**To be done:**
A – In the recession forecast article, what recession probability did EY-Parthenon give for the next 12 months?
B – Write the next part of the recession forecast article, picking up after its final sentence.

**Text excerpt:**
During the week of March 25, four institutions—Moody's Analytics, Goldman Sachs, J.P. Morgan, and EY-Parthenon—using different methodologies, simultaneously raised their probabilities of a U.S. recession within the next 12 months to over 30%. Moody's gave 48.6%, EY-Parthenon 40%, J.P. Morgan 35%, and Goldman Sachs 30%.
This fact itself is more significant than any specific number.
Four Lines Rising Simultaneously
Moody's Analytics' machine learning model provided the highest reading. According to a Fortune report on March 25, Mark Zandi, Chief Economist at Moody's, stated that this figure was only 15% in December 2024, rose to 42% by the end of 2025, jumped to 49% in February this year, and the latest calculation result is 48.6%. Zandi expects that the next round of data will likely push this number above 50%. The baseline recession probability is usually between 15% and 20%; the current reading is nearly three times the normal level.
Goldman Sachs' trajectory is equally steep. According to the Fortune report, Goldman Sachs' prediction in December 2024 was 15%, slightly adjusted to 20% in January this year, raised to 25% on March 12, and reached 30% by March 25. A pace of doubling every two weeks is rare in Goldman Sachs' historical forecasts. Goldman Sachs also raised its PCE inflation forecast by 0.2 percentage points to 3.1%, lowered its full-year GDP growth forecast to 2.1%, and postponed its expectation for the first interest rate cut from June to September.

(Point labeling examples)
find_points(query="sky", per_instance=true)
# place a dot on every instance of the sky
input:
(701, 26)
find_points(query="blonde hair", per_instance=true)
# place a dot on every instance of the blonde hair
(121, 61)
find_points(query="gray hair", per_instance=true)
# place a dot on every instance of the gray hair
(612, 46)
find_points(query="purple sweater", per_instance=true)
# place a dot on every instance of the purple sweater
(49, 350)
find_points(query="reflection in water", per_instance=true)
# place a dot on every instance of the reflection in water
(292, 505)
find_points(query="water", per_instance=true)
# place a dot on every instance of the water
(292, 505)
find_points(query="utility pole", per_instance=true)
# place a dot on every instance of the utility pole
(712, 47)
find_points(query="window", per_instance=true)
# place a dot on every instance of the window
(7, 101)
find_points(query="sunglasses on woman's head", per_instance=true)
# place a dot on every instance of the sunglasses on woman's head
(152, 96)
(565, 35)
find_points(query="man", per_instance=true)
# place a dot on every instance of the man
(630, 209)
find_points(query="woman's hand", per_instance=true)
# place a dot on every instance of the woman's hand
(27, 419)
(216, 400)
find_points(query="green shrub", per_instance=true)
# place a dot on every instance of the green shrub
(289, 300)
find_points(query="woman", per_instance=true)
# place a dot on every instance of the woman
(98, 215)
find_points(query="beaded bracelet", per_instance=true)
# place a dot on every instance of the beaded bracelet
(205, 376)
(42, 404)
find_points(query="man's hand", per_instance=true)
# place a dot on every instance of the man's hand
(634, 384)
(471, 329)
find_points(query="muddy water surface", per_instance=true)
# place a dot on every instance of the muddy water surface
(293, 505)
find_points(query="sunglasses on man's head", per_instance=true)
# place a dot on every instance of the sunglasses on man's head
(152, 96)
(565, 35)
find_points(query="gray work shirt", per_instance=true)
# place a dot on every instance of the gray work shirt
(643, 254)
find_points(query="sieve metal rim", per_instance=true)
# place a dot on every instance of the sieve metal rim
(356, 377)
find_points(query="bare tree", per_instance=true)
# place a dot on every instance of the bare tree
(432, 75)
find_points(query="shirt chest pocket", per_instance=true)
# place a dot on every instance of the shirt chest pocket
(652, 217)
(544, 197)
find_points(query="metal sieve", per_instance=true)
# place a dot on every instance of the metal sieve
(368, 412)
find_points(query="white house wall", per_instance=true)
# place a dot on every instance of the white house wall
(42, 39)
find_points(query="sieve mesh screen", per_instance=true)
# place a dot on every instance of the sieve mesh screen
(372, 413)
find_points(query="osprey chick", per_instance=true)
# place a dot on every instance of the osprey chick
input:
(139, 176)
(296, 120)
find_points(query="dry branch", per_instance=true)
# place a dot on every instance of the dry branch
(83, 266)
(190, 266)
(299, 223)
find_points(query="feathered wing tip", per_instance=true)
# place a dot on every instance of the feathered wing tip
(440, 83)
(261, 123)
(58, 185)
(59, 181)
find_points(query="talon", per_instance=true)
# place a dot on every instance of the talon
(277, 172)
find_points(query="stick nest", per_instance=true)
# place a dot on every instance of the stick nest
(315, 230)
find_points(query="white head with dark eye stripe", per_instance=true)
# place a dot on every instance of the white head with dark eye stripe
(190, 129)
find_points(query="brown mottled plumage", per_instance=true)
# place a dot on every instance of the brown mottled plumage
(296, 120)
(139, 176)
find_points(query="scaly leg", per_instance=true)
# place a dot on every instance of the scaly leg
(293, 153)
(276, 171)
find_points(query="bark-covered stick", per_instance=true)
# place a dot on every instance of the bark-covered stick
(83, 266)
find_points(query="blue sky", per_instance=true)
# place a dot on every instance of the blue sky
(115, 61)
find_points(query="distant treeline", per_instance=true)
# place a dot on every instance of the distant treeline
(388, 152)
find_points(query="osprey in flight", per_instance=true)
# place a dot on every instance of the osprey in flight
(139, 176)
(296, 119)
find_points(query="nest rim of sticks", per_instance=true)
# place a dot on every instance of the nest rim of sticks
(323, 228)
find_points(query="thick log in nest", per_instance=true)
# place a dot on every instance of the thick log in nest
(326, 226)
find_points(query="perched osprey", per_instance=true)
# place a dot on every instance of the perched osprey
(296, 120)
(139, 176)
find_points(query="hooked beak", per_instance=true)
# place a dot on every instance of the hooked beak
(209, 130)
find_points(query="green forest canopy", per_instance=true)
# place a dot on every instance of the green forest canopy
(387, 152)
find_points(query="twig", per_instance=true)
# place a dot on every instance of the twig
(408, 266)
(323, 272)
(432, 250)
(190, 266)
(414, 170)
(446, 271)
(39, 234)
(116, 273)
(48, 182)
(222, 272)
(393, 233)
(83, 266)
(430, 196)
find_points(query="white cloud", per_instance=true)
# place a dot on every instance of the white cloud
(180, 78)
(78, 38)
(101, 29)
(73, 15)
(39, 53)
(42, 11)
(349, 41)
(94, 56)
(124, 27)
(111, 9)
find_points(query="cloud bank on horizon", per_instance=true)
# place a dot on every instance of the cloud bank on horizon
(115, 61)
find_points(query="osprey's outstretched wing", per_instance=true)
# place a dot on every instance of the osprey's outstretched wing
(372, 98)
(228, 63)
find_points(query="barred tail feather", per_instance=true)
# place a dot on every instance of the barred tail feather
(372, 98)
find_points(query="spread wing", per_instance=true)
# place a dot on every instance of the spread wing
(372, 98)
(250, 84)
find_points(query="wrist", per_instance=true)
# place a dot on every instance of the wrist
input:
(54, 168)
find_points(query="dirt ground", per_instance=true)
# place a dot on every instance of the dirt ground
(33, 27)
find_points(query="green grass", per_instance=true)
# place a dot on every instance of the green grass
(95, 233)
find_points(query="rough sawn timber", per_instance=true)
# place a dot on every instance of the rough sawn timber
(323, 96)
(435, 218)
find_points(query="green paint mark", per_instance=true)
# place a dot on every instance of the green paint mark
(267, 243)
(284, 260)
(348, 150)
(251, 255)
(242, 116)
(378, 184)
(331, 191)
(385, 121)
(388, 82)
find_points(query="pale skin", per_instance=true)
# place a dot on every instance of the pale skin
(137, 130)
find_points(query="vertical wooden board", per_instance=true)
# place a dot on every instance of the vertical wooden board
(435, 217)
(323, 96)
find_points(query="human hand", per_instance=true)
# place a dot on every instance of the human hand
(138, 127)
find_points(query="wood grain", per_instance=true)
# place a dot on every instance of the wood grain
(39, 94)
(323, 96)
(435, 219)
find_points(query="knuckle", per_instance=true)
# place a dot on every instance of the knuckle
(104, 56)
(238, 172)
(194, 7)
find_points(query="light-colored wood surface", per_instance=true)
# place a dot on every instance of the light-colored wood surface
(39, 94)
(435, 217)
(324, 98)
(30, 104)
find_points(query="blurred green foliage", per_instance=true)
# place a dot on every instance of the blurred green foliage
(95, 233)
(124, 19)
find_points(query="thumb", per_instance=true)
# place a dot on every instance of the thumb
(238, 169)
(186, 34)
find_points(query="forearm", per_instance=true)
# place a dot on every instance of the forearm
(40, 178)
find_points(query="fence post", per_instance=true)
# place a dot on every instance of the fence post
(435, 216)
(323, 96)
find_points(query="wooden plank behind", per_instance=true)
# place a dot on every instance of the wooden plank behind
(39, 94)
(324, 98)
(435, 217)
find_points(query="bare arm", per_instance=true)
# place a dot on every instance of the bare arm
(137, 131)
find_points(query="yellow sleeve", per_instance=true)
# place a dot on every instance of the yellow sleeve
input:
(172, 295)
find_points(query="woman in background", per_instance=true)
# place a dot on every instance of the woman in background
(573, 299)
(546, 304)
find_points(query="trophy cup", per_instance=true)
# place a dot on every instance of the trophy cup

**Exercise responses:**
A – 40%

B –
J.P. Morgan Global Research gave 35%. According to a CNBC report on March 19, J.P. Morgan economists simultaneously lowered their year-end target for the S&P 500 from 7500 points to 7200 points, with an extreme scenario possibly dropping to 6000 points.
EY-Parthenon was the last of the four to speak, but its 40% probability came with an interesting qualifier. According to a World Oil report on March 24, Gregory Daco, Chief Economist at EY-Parthenon, defined the current situation as a "multi-dimensional disturbance," reasoning that the impact is not limited to crude oil supply but also affects the refining system, LNG infrastructure, and fertilizer supply chains. This means that even if oil prices fall, inflationary pressures will not subside simultaneously.
Historical Win Rate of Oil Price Shocks
The core assumptions of the four institutions share a common variable: oil prices. Since the U.S.-Israel strike on Iran on February 28, Brent crude has climbed from about $70 per barrel, breaking through $100 on March 8 (the first time in four years), and touching $115 last week. As of March 25, it closed at $102.22.
According to the IEA's March report, the Strait of Hormuz previously saw about 20 million barrels of crude oil passing through daily, accounting for approximately 20% of global seaborne oil trade. After the conflict erupted, Gulf countries' crude oil production was cut by at least 10 million barrels per day. Zandi estimated in an interview with Fortune that about one-third of the global fertilizer supply also passes through this route.
Energy shocks of this magnitude have occurred four times in history.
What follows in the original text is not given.